**What you need to do:**
Please lay out the records from the line containing "TARGET = downspout" through the end of the records as a two-column CSV with the columns entry and answer. Give one row per record, with its text and its answer each in a single quoted field and line breaks replaced by spaces.

**Stored records:**

================================

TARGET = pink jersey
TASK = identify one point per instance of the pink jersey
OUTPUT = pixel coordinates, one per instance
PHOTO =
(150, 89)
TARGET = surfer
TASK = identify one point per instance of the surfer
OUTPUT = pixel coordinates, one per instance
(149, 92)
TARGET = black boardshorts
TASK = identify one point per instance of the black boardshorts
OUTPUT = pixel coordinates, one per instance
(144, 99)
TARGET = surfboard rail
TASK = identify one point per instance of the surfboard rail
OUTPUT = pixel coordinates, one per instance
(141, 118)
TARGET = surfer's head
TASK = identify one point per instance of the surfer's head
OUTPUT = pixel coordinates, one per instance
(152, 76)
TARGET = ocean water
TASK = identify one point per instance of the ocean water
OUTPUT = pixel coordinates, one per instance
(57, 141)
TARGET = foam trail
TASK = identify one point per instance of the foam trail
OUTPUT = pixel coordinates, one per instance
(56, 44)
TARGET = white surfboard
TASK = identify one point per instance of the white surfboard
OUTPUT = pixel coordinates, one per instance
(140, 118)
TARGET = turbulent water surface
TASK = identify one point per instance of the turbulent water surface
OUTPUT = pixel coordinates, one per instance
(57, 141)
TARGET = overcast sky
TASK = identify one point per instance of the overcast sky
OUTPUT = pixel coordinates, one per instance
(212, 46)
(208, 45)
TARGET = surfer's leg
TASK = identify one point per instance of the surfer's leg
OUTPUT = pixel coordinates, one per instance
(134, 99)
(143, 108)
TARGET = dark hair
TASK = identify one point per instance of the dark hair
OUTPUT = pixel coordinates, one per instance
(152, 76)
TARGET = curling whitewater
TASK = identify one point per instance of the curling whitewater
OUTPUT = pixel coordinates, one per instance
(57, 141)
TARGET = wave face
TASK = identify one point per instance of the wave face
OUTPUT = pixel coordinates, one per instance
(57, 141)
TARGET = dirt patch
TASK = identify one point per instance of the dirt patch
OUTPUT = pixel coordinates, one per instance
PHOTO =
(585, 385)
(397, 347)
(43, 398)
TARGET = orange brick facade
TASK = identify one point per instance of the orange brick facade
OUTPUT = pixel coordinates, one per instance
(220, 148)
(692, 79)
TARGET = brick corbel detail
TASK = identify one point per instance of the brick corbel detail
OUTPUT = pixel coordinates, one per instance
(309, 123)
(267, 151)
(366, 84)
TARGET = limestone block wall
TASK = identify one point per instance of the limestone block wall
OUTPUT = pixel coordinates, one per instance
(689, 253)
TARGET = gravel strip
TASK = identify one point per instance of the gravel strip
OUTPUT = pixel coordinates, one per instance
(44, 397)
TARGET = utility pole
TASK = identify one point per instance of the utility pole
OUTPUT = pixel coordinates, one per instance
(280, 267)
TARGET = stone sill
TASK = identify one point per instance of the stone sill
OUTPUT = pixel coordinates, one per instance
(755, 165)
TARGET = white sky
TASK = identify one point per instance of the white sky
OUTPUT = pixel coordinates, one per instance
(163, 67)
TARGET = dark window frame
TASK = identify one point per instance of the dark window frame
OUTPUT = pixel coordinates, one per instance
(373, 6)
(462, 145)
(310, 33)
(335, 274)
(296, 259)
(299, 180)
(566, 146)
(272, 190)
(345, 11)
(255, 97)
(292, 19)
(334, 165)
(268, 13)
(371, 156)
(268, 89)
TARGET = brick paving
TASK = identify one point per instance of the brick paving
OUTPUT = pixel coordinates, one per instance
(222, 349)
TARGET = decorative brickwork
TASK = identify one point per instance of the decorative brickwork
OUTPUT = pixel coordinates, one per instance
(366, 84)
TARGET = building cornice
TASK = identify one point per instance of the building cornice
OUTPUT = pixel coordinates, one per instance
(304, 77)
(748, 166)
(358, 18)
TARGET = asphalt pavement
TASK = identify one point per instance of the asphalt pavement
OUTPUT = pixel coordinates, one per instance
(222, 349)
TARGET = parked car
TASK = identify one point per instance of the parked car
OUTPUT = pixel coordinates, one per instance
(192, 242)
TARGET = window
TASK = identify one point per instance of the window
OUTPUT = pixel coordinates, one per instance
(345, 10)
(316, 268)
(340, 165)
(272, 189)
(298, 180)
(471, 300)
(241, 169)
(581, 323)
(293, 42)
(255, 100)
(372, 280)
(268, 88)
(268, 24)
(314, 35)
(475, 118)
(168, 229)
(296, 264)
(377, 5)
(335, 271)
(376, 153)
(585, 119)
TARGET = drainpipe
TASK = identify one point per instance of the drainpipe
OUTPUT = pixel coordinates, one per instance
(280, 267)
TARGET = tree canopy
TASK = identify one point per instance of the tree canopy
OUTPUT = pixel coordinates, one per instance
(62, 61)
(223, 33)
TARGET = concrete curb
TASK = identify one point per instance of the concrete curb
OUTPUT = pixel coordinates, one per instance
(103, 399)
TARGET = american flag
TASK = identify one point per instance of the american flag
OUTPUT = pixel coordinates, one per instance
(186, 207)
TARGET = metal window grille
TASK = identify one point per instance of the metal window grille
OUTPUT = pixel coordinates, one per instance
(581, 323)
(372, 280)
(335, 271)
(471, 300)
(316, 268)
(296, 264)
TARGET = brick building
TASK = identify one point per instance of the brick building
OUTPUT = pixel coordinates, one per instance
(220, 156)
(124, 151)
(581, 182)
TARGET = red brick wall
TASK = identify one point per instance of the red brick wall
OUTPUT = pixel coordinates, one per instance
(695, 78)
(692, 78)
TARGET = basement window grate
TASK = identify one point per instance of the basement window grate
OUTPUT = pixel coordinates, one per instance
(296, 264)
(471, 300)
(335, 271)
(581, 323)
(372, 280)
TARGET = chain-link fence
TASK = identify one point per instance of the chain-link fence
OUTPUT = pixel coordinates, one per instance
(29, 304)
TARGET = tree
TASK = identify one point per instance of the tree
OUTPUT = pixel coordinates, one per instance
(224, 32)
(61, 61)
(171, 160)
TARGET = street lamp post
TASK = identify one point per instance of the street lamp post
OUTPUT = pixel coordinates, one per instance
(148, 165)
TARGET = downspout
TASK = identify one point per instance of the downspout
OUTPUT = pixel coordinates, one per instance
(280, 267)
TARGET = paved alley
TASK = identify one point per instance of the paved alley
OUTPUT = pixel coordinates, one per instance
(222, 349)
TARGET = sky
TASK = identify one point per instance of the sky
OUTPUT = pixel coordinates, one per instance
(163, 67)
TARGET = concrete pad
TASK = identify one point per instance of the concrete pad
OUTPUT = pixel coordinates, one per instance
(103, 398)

================================

**Expected answer:**
entry,answer
"TARGET = downspout TASK = identify one point per instance of the downspout OUTPUT = pixel coordinates, one per instance","(280, 267)"
"TARGET = paved alley TASK = identify one point per instance of the paved alley OUTPUT = pixel coordinates, one per instance","(222, 349)"
"TARGET = sky TASK = identify one point per instance of the sky OUTPUT = pixel coordinates, one per instance","(163, 67)"
"TARGET = concrete pad TASK = identify one point per instance of the concrete pad OUTPUT = pixel coordinates, one per instance","(103, 398)"